Retrieve each line that contains the word "aisle" from the entries below.

==================================================

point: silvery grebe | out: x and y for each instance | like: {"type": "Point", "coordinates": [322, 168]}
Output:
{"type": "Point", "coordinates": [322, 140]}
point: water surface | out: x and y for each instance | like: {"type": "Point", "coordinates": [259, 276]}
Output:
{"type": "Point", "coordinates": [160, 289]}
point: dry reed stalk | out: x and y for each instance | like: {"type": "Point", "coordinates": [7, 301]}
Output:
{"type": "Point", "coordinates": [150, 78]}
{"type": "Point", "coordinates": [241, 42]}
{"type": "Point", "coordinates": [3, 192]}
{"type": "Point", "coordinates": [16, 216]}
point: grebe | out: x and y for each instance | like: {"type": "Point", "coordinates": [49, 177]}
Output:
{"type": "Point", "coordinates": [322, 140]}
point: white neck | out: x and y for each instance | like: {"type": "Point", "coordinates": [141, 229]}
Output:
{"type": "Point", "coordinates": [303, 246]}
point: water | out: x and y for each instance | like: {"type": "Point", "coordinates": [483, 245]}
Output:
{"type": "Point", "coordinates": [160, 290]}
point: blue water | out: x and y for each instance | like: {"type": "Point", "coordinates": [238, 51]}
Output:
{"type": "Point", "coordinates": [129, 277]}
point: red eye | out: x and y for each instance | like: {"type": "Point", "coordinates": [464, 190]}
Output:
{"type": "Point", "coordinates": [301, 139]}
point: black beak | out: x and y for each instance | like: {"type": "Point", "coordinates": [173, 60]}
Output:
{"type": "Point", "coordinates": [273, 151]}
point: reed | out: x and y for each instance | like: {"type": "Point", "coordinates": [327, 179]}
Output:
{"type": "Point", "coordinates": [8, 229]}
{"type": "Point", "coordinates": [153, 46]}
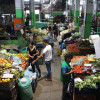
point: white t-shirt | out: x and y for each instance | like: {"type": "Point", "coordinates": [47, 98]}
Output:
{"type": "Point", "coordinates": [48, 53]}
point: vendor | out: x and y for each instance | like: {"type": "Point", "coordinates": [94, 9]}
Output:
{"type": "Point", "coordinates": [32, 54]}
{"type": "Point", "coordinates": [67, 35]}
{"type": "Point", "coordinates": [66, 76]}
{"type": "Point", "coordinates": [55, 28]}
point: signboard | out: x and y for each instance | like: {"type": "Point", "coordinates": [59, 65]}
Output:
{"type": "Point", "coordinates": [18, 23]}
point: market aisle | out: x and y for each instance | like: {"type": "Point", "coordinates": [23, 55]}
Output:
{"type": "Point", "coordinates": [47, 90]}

==================================================

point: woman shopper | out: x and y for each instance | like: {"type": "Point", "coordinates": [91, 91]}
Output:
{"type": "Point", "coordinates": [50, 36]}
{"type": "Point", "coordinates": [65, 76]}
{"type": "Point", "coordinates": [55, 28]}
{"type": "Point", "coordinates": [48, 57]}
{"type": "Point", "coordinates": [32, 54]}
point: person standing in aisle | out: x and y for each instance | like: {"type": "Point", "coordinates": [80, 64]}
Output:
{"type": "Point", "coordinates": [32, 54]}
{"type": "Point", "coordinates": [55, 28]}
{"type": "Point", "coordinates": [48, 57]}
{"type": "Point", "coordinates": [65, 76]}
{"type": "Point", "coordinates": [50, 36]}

==================================================

# Exercise output
point: market aisle | out: x and y for each instance | like: {"type": "Point", "coordinates": [23, 55]}
point: person standing in aisle | out: x and y for each instance | like: {"type": "Point", "coordinates": [80, 64]}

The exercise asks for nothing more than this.